▶ Texto citado

------------

Cuando se hizo por el Gobierno provisional la convocatoria a elecciones para Cortes Constituyentes, fueron reunidos en asamblea los representantes de todos los grupos locales, y se acordó no acudir al cuerpo electoral con aspiraciones de grupo político, si bien la mayoría de los asambleístas creyó conveniente conservar la Agrupación como tal, sin los caracteres rigurosos de un partido.

Al terminar la discusión constitucional, el señor Ortega y Gasset creyó llegada la hora de no mantener juntos los que habían sido unidos para una tarea ya lograda; pero casi todos los demás diputados de laminaría parlamentaria opinaron que debía proseguir ésta su labor, teniendo en cuenta que se avecinaba obra legislativa tan importante como el Estatuto catalán y la reforma agraria. Una vez promulgadas estas dos grandes leyes, no parece que deba darse nueva demora a la disolución de nuestra colectividad.

------------

▶ Registros guardados
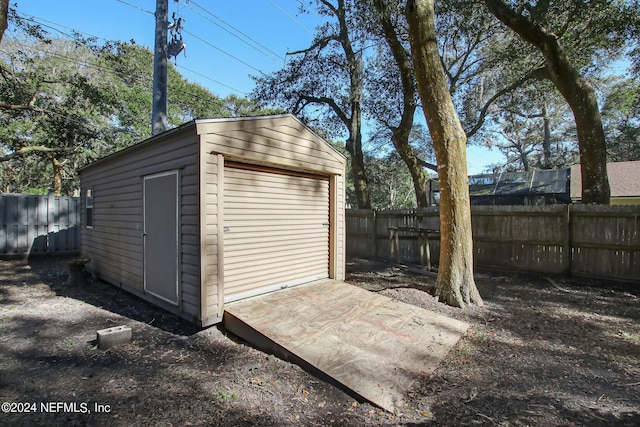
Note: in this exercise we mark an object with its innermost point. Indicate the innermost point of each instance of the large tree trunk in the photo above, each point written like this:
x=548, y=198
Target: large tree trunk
x=4, y=21
x=455, y=284
x=401, y=133
x=578, y=93
x=546, y=142
x=354, y=123
x=354, y=147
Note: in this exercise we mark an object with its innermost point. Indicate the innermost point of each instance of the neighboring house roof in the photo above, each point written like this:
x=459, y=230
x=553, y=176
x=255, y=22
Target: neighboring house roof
x=624, y=179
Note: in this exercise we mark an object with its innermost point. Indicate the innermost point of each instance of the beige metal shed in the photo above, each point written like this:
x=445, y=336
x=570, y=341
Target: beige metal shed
x=216, y=211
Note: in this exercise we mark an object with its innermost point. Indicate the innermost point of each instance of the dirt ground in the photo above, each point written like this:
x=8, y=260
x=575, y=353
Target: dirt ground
x=542, y=351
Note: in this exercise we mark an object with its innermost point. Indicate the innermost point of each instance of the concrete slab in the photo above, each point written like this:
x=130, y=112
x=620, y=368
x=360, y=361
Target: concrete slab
x=377, y=347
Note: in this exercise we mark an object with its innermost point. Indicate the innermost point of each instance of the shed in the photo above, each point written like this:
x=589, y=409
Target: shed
x=216, y=211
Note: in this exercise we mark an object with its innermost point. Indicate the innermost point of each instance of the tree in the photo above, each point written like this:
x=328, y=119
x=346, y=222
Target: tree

------------

▶ Ejercicio breve
Imprime sin cambios el fragmento del texto sobre las Cortes Constituyentes que empieza en "Al terminar la" y termina en "de nuestra colectividad.".

▶ Respuesta
Al terminar la discusión constitucional, el señor Ortega y Gasset creyó llegada la hora de no mantener juntos los que habían sido unidos para una tarea ya lograda; pero casi todos los demás diputados de laminaría parlamentaria opinaron que debía proseguir ésta su labor, teniendo en cuenta que se avecinaba obra legislativa tan importante como el Estatuto catalán y la reforma agraria. Una vez promulgadas estas dos grandes leyes, no parece que deba darse nueva demora a la disolución de nuestra colectividad.